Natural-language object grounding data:
------------------------------------------------

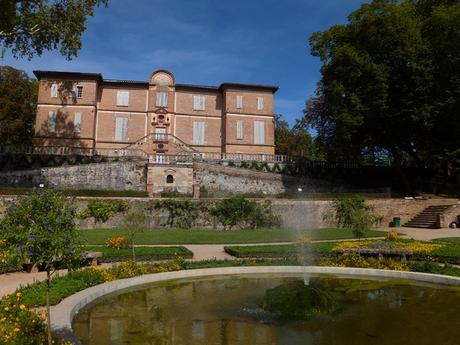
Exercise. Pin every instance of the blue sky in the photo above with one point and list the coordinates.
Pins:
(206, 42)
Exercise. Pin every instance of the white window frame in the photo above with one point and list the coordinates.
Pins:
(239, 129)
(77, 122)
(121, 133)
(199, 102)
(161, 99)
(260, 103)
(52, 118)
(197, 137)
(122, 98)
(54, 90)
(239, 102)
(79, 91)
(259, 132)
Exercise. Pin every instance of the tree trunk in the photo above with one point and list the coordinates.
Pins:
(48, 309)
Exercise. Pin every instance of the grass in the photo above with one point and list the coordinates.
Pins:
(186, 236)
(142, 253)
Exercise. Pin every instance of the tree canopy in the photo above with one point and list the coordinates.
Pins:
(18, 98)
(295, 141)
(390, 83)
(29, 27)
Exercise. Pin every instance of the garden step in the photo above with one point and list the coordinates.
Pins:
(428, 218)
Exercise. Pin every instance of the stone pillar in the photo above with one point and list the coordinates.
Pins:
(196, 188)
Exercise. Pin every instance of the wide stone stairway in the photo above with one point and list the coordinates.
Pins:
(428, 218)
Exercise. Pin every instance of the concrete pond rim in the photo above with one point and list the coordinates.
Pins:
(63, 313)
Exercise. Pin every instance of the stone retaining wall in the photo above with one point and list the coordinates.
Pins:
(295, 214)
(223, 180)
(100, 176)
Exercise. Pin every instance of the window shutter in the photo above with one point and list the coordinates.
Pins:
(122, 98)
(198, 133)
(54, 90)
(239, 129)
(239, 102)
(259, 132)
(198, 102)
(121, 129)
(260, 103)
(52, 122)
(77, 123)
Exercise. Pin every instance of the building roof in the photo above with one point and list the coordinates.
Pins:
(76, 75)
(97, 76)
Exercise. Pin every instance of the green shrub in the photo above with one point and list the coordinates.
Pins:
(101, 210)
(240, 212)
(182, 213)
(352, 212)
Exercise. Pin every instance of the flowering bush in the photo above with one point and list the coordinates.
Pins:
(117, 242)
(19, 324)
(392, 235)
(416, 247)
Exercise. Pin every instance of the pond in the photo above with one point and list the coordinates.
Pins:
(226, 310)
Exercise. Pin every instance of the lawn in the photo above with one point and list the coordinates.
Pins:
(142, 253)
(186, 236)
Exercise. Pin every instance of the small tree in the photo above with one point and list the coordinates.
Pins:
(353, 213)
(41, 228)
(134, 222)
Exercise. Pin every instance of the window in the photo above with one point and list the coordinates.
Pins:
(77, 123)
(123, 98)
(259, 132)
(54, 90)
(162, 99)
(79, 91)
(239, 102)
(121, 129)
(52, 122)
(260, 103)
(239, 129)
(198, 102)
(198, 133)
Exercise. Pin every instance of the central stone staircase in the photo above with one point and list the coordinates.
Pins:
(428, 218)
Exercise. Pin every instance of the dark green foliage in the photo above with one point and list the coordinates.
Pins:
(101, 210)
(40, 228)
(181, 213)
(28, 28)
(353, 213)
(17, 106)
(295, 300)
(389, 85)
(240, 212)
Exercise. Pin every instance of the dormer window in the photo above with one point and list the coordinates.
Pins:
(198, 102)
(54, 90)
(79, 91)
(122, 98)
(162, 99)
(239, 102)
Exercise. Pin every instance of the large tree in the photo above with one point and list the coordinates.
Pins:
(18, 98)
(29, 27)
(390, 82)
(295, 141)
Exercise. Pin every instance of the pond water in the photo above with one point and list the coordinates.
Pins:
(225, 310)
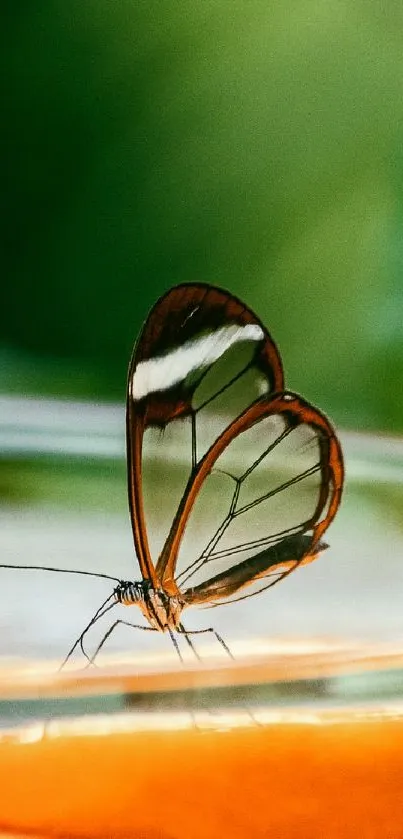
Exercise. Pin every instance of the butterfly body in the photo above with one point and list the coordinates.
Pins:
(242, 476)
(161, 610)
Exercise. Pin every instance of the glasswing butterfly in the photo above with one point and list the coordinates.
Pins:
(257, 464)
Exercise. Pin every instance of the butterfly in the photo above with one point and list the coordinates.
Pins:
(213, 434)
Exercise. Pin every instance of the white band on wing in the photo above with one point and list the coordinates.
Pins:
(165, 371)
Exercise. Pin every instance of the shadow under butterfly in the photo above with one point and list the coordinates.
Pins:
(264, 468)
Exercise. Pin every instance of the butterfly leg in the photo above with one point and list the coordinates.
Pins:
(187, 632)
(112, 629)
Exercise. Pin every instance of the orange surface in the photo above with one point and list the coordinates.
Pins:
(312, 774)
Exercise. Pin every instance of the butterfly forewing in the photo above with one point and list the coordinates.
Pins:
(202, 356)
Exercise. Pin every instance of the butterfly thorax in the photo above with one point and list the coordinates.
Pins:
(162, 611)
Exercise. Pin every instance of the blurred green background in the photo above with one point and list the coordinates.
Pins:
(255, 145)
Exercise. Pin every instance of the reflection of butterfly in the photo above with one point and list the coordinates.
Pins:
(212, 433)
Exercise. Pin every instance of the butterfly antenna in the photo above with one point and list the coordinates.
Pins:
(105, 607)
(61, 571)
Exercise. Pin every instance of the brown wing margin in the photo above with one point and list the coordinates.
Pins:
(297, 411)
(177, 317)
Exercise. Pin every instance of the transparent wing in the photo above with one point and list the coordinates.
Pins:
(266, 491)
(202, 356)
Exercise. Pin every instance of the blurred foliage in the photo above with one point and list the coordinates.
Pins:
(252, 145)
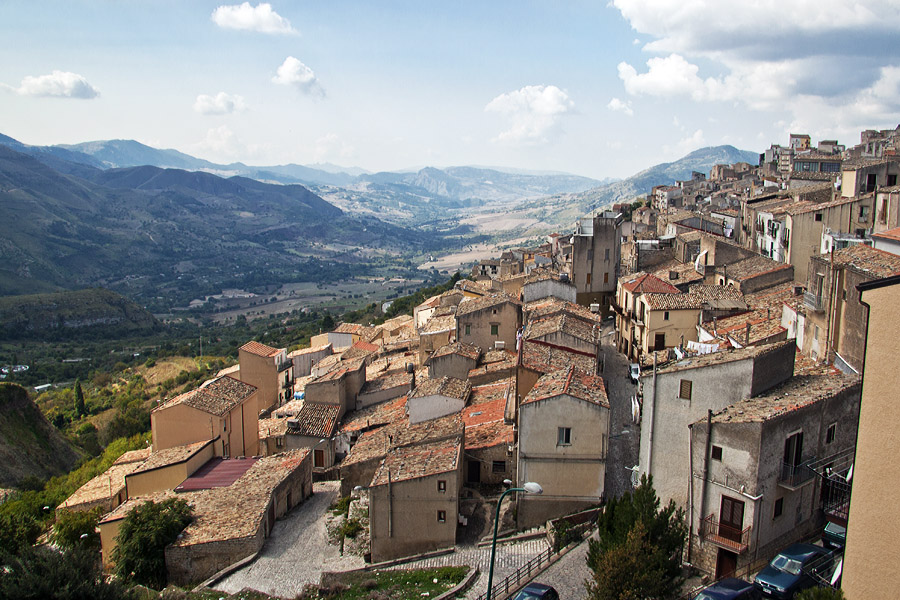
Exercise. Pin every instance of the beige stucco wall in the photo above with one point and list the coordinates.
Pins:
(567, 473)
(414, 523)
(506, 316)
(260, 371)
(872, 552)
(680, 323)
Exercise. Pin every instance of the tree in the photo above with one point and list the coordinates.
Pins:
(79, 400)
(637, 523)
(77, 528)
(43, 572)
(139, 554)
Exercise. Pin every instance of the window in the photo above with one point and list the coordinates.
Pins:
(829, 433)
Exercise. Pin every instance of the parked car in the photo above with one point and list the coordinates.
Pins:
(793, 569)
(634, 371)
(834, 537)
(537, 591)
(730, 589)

------------------------------------------------

▶ [Required work] Output every entry exactly. Pictures stay out.

▶ [Result of this task]
Exercise. Pin every instance of the blue sky in the photo above with one point and list the coordinates.
Pins:
(206, 42)
Exercise. Pin every instance of the white window frame in the photo above with one point and list the coordinates.
Pins:
(239, 129)
(77, 122)
(121, 133)
(199, 102)
(161, 99)
(260, 103)
(52, 118)
(197, 137)
(122, 98)
(54, 90)
(239, 102)
(79, 91)
(259, 132)
Exercise. Pin every instance of the tree trunk in the photo above with one point and list the coordinates.
Pins:
(48, 309)
Exercise. Pin every instance of the grass in the photo above with one point and list the coordinates.
Pins:
(186, 236)
(142, 253)
Exercise. Pin every instance of the tree canopy in the photo above with one point and list the coordinates.
Pins:
(18, 98)
(295, 141)
(390, 83)
(29, 27)
Exercise. Pin every instance of the garden step in the photo above with one point and list the coordinates.
Pins:
(428, 218)
Exercise. Pin every instance of the stone pillar in the photo above with one point and list the coordinates.
Pins:
(196, 188)
Exercise. Pin every instance of the wide stone stairway in the photo above with one point and list the coordinates.
Pins:
(428, 218)
Exercise. Pin every instance of the concrete pond rim in the photo above with one point and list the coordinates.
Pins:
(63, 313)
Exercise. Pin every instance of the stone retaining wall in the photo above with one point and list the coordinates.
Pins:
(295, 214)
(223, 180)
(100, 176)
Exercise. Pin every instance of the window shutter in the photo above with one point and list the coordinates.
Pins:
(122, 98)
(198, 133)
(54, 90)
(239, 129)
(239, 102)
(259, 132)
(198, 102)
(121, 129)
(260, 103)
(52, 122)
(77, 123)
Exercise. Pin every instance of the building roof in the photo above with one point and list the coordinates.
Pins:
(76, 75)
(97, 76)
Exercise. Pin every instance of the green shrub in the photo above with one point and list the coordinates.
Pins:
(101, 210)
(240, 212)
(182, 213)
(352, 212)
Exercise. Pin every instance of the flowering bush in the photo above with one point and list the coordinates.
Pins:
(117, 242)
(19, 324)
(392, 235)
(416, 247)
Exercise. Pin every instance of the pond in the photo above with one point and list the coordinates.
Pins:
(226, 310)
Exercise. Pin every instance of the lawn in the photo above with one point and list the coordinates.
Pins:
(142, 253)
(186, 236)
Exercise. Pin every instance of the small tree in the photo above with one point and list the coordinates.
Pins:
(353, 213)
(41, 228)
(134, 222)
Exercise. Pin every instance of the window in the photo above with one point and list the coordinates.
Pins:
(77, 123)
(123, 98)
(259, 132)
(54, 90)
(162, 99)
(79, 91)
(239, 102)
(121, 129)
(52, 122)
(260, 103)
(239, 129)
(198, 102)
(198, 133)
Exercise. Pin every instance of the central stone staircase in the photo above with one point and list the coordinates.
Pins:
(428, 218)
Exercise. Pin every instance of the dark green foliage in the photo above with one point and list the coordinates.
Pins:
(101, 210)
(40, 228)
(181, 213)
(28, 28)
(353, 213)
(17, 106)
(295, 300)
(389, 85)
(240, 212)
Exercise. Pin every instance of the dormer window in the photo above with one point and list the coordinates.
Pins:
(198, 102)
(54, 90)
(79, 91)
(122, 98)
(162, 99)
(239, 102)
Exercise. Pin every instance of the large tree in the photo above with one point and list the coordinates.
Pins:
(18, 98)
(29, 27)
(390, 82)
(295, 141)
Exercise. Pin every instance of the pond water in the photo above with one point and list the coordinates.
Pins:
(225, 310)
Exercise. Pin every instance of the butterfly body in the photo above with one point and list the coordinates.
Pins:
(242, 476)
(161, 610)
Exercise. Pin every instance of the glasswing butterfly in the photo above with one point and list the coordinates.
Pins:
(257, 464)
Exercise. Pin every instance of the butterfly in the photo above with one point and list the coordinates.
Pins:
(213, 434)
Exercise. Pin every instance of the white band on wing in the photo above with one point and list the coordinates.
Pins:
(165, 371)
Exercise. Pin every instance of the shadow under butterfly in the photo above with one point and list the coordinates.
Pins:
(264, 468)
Exercise. Pin every instance of the butterfly leg in the photo above with one point and list the coordinates.
Pins:
(187, 632)
(112, 629)
Exercise. Pin every instance of the orange surface in the photo above with one point and list the coordinates.
Pins:
(312, 774)
Exercise. Pin every instance of the butterfly forewing in the photo above with one point and list the coordinates.
Pins:
(202, 356)
Exercise. Pin every instance of the butterfly thorax in the photo above with one point and list the coordinates.
Pins:
(162, 611)
Exercise. Pin every instance of the blurred green background in the photo above with one point and list the coordinates.
Pins:
(255, 145)
Exercise. Pin every instance of the reflection of butterfly in the photo above with one point and list the coordinates.
Pins:
(212, 433)
Exercise. Pin every instance of the butterfly antenna in the photo above with one point and list the coordinates.
Pins:
(105, 607)
(61, 571)
Exercise. Pin every instance of the brown wing margin in the photo above with one point and list the coordinates.
Pins:
(297, 411)
(177, 317)
Exercise. Pin every instance of the transparent wing in the photo above with one point and list the coordinates.
Pins:
(266, 491)
(202, 356)
Exercise. Pin every instance of the blurred foliage in the photo above with one point and list the coordinates.
Pins:
(252, 145)
Exercise. Pin every instance of the beige stucco wall in the photo above with one point and list the coordinates.
Pins:
(567, 473)
(414, 523)
(506, 316)
(260, 371)
(872, 552)
(680, 323)
Exercise. Pin every instance of the tree in the photo above with one point and list the coordinates.
Pins:
(79, 400)
(637, 523)
(77, 528)
(43, 572)
(139, 554)
Exercise. Pin every instance of the window in the photo above with one point and list the coordinates.
Pins:
(829, 433)
Exercise. Pin every instance of the parked car in the photo above with one point and list the coordinates.
Pins:
(793, 569)
(634, 371)
(834, 537)
(537, 591)
(730, 589)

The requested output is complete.